-- START SUPPLIED DATA --

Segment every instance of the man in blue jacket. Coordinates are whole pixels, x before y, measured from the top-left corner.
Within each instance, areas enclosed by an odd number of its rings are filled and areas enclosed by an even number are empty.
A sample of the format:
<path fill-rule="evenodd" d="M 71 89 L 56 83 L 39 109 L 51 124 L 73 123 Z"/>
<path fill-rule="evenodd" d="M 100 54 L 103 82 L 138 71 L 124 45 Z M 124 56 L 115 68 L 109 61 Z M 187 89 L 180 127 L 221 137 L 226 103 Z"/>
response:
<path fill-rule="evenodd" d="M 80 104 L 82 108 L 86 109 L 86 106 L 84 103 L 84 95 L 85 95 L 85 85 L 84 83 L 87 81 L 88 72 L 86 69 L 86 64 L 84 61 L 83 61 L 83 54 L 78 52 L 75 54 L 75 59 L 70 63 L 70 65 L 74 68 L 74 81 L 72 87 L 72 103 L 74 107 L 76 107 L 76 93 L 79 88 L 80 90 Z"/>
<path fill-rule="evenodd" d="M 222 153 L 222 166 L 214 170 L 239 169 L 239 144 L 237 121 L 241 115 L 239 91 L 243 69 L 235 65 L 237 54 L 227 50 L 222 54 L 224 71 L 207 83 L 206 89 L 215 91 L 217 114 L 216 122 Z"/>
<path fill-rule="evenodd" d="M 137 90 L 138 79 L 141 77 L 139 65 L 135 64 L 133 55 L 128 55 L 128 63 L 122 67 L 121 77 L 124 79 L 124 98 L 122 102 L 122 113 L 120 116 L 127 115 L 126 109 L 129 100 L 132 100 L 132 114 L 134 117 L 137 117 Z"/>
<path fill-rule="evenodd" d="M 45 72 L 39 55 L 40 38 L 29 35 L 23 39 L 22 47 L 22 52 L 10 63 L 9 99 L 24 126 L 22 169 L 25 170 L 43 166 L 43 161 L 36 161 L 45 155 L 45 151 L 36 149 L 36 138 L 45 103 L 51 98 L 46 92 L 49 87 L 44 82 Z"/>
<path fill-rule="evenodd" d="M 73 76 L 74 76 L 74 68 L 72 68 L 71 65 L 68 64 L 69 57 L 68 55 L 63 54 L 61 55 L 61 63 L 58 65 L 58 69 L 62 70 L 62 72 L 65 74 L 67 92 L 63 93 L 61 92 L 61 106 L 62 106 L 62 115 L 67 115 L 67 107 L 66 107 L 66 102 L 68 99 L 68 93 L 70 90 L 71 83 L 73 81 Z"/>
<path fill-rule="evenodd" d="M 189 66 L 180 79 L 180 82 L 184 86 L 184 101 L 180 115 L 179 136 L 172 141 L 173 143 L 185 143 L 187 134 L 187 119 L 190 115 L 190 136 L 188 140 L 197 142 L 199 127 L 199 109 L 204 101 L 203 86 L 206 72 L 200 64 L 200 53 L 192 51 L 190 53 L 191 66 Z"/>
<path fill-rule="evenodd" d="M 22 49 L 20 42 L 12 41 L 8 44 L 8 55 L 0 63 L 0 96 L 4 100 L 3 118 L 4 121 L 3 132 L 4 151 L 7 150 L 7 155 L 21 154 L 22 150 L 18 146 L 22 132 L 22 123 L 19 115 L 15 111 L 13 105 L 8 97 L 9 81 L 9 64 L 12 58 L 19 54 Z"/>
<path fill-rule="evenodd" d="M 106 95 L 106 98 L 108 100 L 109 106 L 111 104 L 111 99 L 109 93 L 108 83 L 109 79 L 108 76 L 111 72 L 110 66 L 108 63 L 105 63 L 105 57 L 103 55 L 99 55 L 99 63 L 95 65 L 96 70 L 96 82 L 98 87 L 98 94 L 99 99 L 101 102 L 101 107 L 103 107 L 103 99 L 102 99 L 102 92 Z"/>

-- END SUPPLIED DATA --

__WHAT TO PRODUCE__
Put every line of the items above into a Markdown table with two columns, Row and Line. Number the rows and leave out any blank lines.

__WRITTEN SOLUTION__
| Row | Line |
|---|---|
| 1 | Segment every instance of the man in blue jacket. Coordinates are whole pixels, x before y, measured from the top-left corner. |
| 2 | Within each instance, areas enclosed by an odd number of its rings are filled and areas enclosed by an even number are empty. |
| 3 | A sample of the format: |
| 4 | <path fill-rule="evenodd" d="M 71 89 L 56 83 L 39 109 L 51 124 L 73 123 Z"/> |
| 5 | <path fill-rule="evenodd" d="M 100 54 L 103 82 L 138 71 L 124 45 Z M 124 56 L 115 68 L 109 61 Z M 187 89 L 180 127 L 221 137 L 226 103 Z"/> |
| 6 | response: |
| 7 | <path fill-rule="evenodd" d="M 80 104 L 82 108 L 86 109 L 86 106 L 84 103 L 84 95 L 85 95 L 85 85 L 84 83 L 87 81 L 88 72 L 86 69 L 86 64 L 84 61 L 83 61 L 83 54 L 78 52 L 75 54 L 75 59 L 70 63 L 70 65 L 74 68 L 74 81 L 72 87 L 72 103 L 74 107 L 76 107 L 76 93 L 79 88 L 80 90 Z"/> |
| 8 | <path fill-rule="evenodd" d="M 222 153 L 222 166 L 214 170 L 239 169 L 239 144 L 237 121 L 241 115 L 239 91 L 243 69 L 235 65 L 237 54 L 227 50 L 222 54 L 224 71 L 207 83 L 206 89 L 215 91 L 217 114 L 216 122 Z"/> |
| 9 | <path fill-rule="evenodd" d="M 137 90 L 138 79 L 141 77 L 139 65 L 135 64 L 133 55 L 128 55 L 128 63 L 122 67 L 121 77 L 124 79 L 124 98 L 122 102 L 122 113 L 120 116 L 127 115 L 126 109 L 129 100 L 132 100 L 132 114 L 134 117 L 137 117 Z"/> |
| 10 | <path fill-rule="evenodd" d="M 45 72 L 39 55 L 40 38 L 29 35 L 23 39 L 22 47 L 22 52 L 10 63 L 9 99 L 24 126 L 22 169 L 25 170 L 43 166 L 43 161 L 36 161 L 45 155 L 45 151 L 36 149 L 36 138 L 45 103 L 51 98 L 46 92 L 49 87 L 44 82 Z"/> |
| 11 | <path fill-rule="evenodd" d="M 73 76 L 74 76 L 74 68 L 72 68 L 71 65 L 68 64 L 69 57 L 68 55 L 63 54 L 61 55 L 61 63 L 58 65 L 58 69 L 62 70 L 62 72 L 65 74 L 67 92 L 63 93 L 61 92 L 61 106 L 62 106 L 62 115 L 67 115 L 67 107 L 66 107 L 66 102 L 68 99 L 68 93 L 70 90 L 71 83 L 73 81 Z"/> |
| 12 | <path fill-rule="evenodd" d="M 189 66 L 180 79 L 180 82 L 184 86 L 184 101 L 180 115 L 179 136 L 172 141 L 173 143 L 185 143 L 187 134 L 187 119 L 190 115 L 190 136 L 188 140 L 197 142 L 199 127 L 199 109 L 204 101 L 203 86 L 206 72 L 200 64 L 200 53 L 192 51 L 190 53 L 191 66 Z"/> |
| 13 | <path fill-rule="evenodd" d="M 22 49 L 20 42 L 12 41 L 8 44 L 8 55 L 0 63 L 0 96 L 4 100 L 3 118 L 4 121 L 3 132 L 4 151 L 7 150 L 7 155 L 21 154 L 22 150 L 18 146 L 22 132 L 22 123 L 19 115 L 15 111 L 13 105 L 8 97 L 9 81 L 9 64 L 12 58 L 19 54 Z"/> |
| 14 | <path fill-rule="evenodd" d="M 106 95 L 106 98 L 108 100 L 109 106 L 111 104 L 111 99 L 109 93 L 108 83 L 109 79 L 108 76 L 111 72 L 110 66 L 108 63 L 105 63 L 105 57 L 103 55 L 99 55 L 99 63 L 95 65 L 96 70 L 96 82 L 98 87 L 98 94 L 99 99 L 101 102 L 101 107 L 103 107 L 103 99 L 102 99 L 102 92 Z"/> |